▸ **Exercise objective**
Rewrite everything from the line containing "The client would like the parked" down to the line containing "[0,88,280,144]", keeping the request lines as they are. Shift every bounding-box coordinate in the answers by -84.

Dataset rows
# # #
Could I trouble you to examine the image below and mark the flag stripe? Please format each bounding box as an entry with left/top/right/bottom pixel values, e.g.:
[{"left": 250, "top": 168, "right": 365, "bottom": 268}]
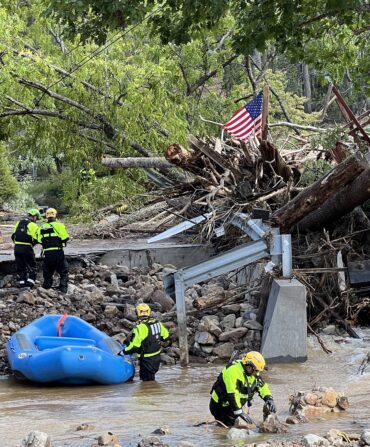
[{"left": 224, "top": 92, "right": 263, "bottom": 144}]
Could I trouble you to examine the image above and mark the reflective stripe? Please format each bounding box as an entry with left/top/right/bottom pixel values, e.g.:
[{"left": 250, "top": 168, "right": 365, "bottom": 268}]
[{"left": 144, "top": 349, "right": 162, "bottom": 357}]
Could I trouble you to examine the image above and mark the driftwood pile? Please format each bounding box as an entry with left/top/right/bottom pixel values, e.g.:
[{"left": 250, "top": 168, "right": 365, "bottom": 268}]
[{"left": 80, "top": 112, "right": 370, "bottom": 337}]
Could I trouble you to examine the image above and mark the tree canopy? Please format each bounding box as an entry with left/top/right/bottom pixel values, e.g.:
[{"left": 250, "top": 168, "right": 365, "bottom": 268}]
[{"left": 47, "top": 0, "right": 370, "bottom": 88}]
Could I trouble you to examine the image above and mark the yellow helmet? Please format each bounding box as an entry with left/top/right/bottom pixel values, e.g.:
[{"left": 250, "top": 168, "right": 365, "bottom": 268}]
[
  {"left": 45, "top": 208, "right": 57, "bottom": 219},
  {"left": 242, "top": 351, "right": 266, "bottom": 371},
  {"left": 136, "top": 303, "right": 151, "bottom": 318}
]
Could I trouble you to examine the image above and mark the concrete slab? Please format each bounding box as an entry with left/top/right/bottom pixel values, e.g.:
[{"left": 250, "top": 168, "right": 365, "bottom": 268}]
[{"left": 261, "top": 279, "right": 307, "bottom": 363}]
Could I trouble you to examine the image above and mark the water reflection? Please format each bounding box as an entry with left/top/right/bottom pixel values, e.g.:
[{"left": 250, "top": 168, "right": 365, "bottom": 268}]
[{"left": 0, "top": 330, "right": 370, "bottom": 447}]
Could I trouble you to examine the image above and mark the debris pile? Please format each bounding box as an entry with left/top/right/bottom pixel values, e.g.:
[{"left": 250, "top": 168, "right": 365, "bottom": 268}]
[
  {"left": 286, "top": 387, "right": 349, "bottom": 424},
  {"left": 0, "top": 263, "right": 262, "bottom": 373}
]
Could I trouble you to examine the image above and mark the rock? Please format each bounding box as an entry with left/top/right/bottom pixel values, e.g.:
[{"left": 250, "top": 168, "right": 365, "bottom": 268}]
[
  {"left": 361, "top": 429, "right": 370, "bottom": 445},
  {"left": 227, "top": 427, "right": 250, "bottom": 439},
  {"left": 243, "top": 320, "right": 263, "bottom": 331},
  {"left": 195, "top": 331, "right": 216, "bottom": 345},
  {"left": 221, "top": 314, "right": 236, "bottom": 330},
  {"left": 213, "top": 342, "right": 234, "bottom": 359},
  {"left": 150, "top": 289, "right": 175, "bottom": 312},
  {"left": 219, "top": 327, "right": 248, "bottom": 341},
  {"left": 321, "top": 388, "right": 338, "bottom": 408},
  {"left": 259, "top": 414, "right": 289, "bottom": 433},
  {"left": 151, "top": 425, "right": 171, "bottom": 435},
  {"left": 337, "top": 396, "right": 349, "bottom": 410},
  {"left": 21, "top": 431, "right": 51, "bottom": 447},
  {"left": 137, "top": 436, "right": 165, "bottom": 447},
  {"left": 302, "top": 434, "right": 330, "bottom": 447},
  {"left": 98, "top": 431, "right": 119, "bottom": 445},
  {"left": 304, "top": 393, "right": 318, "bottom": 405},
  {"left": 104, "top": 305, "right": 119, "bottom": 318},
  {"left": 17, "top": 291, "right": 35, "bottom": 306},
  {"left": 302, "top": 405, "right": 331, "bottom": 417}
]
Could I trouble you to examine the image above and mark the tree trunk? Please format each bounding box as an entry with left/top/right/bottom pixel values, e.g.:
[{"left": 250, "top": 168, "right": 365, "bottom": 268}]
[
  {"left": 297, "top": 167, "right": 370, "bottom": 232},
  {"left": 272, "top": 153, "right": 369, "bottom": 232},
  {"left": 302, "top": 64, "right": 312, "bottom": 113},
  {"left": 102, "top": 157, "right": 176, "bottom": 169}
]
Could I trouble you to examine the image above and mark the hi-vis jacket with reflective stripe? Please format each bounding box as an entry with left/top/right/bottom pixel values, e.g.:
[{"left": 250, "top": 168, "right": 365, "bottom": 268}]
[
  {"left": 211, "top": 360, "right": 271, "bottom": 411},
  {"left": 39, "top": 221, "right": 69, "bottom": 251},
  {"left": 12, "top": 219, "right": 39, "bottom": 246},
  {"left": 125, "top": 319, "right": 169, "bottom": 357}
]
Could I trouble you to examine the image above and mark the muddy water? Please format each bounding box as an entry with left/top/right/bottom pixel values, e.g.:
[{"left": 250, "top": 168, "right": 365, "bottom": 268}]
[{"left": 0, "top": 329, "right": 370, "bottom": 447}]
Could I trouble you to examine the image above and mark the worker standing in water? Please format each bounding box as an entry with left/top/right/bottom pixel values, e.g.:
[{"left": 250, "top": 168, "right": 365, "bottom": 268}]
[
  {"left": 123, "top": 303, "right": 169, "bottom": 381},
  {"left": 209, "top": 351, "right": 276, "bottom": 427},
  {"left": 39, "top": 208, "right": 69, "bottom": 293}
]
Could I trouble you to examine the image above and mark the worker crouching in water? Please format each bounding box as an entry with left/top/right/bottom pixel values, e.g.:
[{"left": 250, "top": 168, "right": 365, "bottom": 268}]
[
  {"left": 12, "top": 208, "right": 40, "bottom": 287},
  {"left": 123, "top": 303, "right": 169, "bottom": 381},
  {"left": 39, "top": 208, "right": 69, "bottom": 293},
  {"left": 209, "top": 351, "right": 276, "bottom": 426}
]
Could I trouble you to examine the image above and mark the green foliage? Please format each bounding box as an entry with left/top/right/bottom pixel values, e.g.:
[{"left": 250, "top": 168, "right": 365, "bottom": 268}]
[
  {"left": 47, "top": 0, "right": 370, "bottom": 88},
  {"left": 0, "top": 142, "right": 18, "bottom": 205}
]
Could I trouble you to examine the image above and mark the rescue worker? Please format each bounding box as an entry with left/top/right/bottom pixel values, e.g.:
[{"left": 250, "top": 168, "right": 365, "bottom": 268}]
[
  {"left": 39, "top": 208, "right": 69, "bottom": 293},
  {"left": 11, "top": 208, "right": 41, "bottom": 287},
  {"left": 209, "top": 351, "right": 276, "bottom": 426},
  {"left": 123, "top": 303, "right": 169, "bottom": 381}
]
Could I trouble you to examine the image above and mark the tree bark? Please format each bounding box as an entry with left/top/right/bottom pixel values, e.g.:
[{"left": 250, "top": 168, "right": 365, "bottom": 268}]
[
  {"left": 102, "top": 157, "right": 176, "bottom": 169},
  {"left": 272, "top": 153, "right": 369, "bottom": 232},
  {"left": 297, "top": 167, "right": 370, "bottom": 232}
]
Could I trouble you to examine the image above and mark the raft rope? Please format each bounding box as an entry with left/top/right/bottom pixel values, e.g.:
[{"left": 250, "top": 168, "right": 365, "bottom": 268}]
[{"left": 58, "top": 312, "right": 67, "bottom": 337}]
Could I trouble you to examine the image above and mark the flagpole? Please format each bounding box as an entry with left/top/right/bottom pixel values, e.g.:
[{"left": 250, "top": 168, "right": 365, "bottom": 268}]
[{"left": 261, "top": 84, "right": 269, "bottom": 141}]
# # #
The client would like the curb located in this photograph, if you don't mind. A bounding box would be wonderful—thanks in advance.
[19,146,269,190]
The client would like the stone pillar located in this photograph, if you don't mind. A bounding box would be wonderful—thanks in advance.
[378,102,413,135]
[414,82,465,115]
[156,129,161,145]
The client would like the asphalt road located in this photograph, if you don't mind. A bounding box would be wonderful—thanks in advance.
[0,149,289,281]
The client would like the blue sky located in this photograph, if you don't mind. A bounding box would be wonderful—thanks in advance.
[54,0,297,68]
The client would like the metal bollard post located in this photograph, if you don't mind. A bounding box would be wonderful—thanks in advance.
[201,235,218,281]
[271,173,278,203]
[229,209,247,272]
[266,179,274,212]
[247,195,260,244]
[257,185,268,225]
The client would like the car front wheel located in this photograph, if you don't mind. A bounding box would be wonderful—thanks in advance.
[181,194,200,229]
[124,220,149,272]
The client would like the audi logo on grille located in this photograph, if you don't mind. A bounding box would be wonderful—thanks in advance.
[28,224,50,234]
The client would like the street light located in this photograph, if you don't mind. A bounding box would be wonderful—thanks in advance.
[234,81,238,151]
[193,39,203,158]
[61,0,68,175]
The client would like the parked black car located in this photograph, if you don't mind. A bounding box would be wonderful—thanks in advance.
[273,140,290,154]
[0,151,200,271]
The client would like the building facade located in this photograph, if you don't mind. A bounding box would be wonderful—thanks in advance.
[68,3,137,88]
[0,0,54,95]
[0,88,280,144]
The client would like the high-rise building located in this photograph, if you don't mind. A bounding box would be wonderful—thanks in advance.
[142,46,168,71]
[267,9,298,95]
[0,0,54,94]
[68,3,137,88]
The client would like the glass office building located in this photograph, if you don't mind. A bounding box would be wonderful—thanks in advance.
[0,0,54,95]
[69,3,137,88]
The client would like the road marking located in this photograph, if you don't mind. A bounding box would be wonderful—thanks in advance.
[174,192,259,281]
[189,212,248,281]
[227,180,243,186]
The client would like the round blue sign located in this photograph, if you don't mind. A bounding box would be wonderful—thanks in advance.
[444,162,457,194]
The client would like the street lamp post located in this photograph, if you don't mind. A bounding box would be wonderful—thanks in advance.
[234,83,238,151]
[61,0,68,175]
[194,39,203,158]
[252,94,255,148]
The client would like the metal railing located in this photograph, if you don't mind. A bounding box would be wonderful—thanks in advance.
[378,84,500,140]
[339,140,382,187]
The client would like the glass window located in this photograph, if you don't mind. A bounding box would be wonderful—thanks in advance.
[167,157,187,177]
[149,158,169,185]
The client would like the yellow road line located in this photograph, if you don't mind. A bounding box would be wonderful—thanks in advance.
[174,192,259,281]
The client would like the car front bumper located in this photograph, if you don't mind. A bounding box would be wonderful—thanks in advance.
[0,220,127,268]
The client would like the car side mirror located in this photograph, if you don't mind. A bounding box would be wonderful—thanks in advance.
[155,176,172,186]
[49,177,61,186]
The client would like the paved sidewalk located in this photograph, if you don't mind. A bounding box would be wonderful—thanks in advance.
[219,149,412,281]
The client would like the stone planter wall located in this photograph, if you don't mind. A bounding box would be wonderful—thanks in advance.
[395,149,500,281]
# # #
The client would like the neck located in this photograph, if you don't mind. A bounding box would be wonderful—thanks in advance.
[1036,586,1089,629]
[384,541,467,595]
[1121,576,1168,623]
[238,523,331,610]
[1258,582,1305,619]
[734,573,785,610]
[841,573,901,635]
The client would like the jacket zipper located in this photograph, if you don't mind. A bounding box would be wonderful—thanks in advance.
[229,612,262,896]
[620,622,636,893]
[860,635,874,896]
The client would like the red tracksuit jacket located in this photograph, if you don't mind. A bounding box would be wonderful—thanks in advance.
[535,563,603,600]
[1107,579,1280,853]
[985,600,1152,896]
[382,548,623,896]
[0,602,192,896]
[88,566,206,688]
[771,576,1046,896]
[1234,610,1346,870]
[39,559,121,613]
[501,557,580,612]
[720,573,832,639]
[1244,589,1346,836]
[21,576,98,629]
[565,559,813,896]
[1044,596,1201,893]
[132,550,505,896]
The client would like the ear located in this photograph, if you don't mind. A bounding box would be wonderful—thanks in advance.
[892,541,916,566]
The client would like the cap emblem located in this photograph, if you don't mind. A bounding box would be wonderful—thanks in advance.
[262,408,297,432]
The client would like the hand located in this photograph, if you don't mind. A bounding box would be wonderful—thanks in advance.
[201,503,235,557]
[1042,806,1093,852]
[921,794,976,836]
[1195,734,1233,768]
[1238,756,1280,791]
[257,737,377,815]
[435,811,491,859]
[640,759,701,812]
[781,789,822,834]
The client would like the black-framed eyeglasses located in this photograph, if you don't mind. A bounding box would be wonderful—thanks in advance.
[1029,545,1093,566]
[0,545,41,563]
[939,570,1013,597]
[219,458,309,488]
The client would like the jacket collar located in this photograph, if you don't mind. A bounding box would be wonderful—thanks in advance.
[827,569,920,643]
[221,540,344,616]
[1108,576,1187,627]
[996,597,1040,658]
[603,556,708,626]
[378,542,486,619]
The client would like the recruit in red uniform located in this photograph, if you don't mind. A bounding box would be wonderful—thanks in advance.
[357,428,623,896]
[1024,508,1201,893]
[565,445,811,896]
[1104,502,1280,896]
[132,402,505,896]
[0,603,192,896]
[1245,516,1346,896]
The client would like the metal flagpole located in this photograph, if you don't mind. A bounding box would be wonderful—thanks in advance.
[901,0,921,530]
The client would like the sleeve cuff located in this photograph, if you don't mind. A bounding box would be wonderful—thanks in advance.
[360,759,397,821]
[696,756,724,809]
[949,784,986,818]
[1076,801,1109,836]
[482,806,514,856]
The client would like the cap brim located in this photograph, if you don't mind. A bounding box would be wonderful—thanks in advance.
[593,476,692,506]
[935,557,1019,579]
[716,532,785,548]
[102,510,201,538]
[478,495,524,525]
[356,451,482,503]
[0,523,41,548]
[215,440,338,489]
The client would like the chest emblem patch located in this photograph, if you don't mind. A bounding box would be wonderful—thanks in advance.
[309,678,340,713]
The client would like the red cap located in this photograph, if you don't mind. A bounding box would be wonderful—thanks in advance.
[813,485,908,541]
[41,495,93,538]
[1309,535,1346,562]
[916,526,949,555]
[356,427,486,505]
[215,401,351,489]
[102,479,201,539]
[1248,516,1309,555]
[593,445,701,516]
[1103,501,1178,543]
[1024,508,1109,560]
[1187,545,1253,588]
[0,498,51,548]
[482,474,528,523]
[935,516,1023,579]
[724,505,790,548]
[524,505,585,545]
# # #
▸ **Solution to this problem**
The client would like the parked black car located in this photograph, if you don't mind. A bounding box would be wonderful—thanks in advance.
[189,56,206,70]
[-84,67,116,187]
The client would like the building facade located in this photograph, if you don't mind. A bounding box would be wonderful—thanks in advance.
[-16,-81,53,4]
[-84,-84,-30,11]
[-84,4,196,60]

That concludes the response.